#### Task to complete:
Give an exact copy of the lines of the records below, starting at the line containing "Target: wooden wall" and running to the end.

==== Provided records ====

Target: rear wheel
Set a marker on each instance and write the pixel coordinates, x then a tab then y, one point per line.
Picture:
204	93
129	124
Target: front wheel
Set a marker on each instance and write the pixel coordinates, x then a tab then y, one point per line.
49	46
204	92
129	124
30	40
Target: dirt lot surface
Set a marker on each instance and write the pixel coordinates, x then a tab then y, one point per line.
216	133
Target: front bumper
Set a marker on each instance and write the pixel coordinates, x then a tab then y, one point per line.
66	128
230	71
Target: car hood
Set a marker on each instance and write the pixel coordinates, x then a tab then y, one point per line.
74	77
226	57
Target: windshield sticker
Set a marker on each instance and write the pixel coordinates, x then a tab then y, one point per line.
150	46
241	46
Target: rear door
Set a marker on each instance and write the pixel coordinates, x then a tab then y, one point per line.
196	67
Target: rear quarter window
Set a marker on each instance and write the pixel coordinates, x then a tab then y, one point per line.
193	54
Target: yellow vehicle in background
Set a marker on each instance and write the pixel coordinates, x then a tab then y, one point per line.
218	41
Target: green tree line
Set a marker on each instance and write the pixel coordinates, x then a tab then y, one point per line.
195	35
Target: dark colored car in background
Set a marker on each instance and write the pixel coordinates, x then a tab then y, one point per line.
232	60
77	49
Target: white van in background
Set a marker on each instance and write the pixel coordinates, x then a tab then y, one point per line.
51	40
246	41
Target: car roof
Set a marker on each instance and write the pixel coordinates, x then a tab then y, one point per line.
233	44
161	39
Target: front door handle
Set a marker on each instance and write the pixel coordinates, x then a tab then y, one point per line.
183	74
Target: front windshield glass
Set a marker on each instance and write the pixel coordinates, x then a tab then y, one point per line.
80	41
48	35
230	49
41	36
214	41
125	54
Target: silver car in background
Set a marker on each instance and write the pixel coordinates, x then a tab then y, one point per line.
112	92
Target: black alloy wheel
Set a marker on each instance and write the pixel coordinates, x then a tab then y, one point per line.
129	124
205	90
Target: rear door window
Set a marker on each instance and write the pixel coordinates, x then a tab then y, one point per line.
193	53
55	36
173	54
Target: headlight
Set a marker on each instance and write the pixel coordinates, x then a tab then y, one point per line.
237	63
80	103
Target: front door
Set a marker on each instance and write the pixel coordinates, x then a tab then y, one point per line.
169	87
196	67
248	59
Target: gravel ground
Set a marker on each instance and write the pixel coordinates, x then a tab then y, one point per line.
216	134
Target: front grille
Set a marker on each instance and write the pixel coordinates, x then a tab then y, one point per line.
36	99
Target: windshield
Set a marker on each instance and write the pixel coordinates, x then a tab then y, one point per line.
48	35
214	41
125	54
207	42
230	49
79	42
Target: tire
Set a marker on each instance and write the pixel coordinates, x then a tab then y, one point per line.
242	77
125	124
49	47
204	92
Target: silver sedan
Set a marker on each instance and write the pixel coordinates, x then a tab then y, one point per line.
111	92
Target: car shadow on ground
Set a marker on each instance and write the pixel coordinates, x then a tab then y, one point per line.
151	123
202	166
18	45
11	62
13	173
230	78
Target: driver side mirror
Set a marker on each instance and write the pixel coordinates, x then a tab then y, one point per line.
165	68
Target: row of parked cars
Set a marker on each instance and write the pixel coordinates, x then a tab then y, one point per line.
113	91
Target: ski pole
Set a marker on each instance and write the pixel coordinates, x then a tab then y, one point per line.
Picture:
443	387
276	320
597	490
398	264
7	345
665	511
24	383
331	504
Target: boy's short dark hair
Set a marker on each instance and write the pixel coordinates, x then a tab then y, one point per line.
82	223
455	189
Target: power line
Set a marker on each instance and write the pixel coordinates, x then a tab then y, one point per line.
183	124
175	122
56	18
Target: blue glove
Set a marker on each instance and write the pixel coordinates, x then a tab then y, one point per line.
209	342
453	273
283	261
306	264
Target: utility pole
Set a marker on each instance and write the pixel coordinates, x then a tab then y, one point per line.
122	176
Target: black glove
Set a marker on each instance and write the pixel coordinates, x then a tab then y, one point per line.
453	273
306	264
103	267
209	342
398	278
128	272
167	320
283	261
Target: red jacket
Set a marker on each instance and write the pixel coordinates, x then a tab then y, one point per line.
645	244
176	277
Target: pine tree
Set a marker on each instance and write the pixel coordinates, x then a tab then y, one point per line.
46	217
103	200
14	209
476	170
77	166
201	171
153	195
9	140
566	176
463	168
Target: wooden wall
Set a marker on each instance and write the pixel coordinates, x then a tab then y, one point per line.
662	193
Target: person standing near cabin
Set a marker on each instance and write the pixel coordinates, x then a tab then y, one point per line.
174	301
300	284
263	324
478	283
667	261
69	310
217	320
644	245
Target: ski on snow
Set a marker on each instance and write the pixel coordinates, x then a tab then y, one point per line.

====

#### Your solution:
Target: wooden wall
Set a marker on each instance and write the pixel coordinates, x then a tab then y, one point per line.
662	193
Target: person standing near cabin
Set a marker on each instance and write the pixel coordinates, x then a tab then y, one point per line.
174	301
300	284
263	324
478	283
667	261
69	310
217	320
644	245
Target: ski on snow
Set a marker on each instance and write the pixel coordinates, x then a tab then y, one point per line.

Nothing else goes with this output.